* begin Reading passage *
Here’s the Average Wedding Guest Cost & How to Budget for It

Keep your balance in check this wedding season.
chapelle johnson the knot associate editor
by
Chapelle Johnson
chapelle johnson the knot associate editor
Chapelle Johnson
Associate Editor
  • Chapelle writes articles for The Knot Worldwide. She covers all things wedding-related and has a personal interest in covering celebrity engagements and fashion.
  • Before joining The Knot Worldwide, Chapelle was an editorial intern for Subvrt Magazine.
  • Chapelle has a degree in English writing from Loyola University New Orleans.
Updated Jan 10, 2024

If you've attended a wedding, you know the price of being a guest adds up. From outfits to accommodation, there's a lot to consider. Since you'll need to set aside some cash, knowing the average wedding guest cost is crucial. This figure can determine how much you're required to spend, help you create a realistic budget and prioritize accordingly.

But of course, creating and sticking to a budget is easier said than done. That's why we've tapped finance and wedding planning experts for their professional advice for guests. With the help of our 2023 Guest Study, we break down the average cost per wedding guest, tips for protecting your financial well-being, money-saving tricks and what to do if you're not sure you can afford to attend. Gone are the days of asking, "How much does it cost to attend a wedding?" Use our most recent stats as your official finance survival guide for the 2024 wedding season.

In this article:

Average Wedding Guest Cost

Based on an internal study of 1,000 guests who attended at least one wedding in person in 2023, the average cost per wedding guest was $580—an increase of $120 compared to 2021.

The average wedding guest cost fluctuates depending on factors like location, the type of wedding and the guest's relation to the couple. The average guest spend for a wedding based in their hometown (that didn't require travel or lodging) was $250. The average cost to attend a destination wedding for those who drove out of town is approximately $680, and guests who flew to a wedding reported an average spend of $1,600.

Travel Costs

The location has the greatest impact on the cost of attending a wedding. Guests who needed to travel out of town for the wedding spent more because of increased costs on gas, flights and hotels. An additional cost added to the 2023 study was childcare, which is an average of $130 for traveling guests and $30 for in-town guests.
* end Reading passage *
* begin Raw records *
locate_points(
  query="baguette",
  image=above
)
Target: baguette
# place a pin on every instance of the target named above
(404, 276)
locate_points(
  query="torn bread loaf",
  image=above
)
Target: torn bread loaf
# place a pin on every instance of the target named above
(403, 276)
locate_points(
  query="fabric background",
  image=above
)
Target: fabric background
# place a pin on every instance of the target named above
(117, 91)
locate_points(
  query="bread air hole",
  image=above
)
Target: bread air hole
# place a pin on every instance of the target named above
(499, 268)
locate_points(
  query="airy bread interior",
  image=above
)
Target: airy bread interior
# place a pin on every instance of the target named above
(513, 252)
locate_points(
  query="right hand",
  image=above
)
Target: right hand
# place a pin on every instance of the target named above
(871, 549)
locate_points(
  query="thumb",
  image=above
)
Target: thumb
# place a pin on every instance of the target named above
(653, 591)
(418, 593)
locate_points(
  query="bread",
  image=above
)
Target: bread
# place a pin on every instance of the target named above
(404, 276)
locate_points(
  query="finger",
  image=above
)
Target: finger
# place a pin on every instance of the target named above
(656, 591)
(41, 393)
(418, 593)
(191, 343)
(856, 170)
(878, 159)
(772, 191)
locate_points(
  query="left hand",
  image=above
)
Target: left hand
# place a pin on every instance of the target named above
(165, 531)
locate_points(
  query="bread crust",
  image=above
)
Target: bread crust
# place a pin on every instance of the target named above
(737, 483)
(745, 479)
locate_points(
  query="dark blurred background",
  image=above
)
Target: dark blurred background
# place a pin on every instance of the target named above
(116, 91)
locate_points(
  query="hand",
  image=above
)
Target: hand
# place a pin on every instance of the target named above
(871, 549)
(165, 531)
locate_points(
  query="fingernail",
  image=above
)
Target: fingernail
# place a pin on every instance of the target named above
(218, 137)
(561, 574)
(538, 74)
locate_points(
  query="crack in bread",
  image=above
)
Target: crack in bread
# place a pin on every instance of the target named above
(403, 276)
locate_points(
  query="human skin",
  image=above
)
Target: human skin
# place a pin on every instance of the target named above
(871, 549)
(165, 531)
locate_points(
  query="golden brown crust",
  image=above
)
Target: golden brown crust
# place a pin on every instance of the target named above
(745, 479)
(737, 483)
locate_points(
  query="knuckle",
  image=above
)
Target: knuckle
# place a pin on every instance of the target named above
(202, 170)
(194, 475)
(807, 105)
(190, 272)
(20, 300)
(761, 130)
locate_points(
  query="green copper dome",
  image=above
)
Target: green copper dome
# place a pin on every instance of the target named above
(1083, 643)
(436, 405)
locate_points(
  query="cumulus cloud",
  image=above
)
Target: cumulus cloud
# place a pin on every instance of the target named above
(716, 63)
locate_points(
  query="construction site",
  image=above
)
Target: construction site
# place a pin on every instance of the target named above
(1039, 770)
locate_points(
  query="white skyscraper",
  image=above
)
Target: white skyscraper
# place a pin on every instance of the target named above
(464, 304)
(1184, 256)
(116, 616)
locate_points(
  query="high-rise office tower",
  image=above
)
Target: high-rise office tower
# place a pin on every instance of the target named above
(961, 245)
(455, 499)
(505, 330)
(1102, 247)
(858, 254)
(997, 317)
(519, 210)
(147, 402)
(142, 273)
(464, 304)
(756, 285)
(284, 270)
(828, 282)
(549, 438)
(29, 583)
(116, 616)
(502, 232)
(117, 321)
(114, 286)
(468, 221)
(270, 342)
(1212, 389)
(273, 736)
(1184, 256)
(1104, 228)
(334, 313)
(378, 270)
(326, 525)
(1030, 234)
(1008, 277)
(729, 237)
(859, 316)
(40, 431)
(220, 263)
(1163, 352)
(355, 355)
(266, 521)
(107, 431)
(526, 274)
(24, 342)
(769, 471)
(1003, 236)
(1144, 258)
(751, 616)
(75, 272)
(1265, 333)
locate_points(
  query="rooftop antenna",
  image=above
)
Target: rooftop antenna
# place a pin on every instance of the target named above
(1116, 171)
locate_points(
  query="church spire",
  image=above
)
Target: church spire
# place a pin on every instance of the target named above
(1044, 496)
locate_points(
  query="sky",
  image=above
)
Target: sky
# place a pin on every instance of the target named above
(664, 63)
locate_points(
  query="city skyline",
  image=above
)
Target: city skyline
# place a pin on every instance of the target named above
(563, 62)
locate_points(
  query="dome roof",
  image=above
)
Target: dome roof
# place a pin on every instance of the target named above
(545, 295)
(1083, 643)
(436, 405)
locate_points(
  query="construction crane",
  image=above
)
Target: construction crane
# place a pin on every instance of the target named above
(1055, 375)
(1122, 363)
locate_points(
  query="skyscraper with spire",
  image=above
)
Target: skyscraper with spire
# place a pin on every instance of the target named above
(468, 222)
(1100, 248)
* end Raw records *
Exercise aim
Copy from the wedding guest cost article above the passage that begins with the words containing "Here’s the Average" and ends with "engagements and fashion.".

Solution
Here’s the Average Wedding Guest Cost & How to Budget for It

Keep your balance in check this wedding season.
chapelle johnson the knot associate editor
by
Chapelle Johnson
chapelle johnson the knot associate editor
Chapelle Johnson
Associate Editor
  • Chapelle writes articles for The Knot Worldwide. She covers all things wedding-related and has a personal interest in covering celebrity engagements and fashion.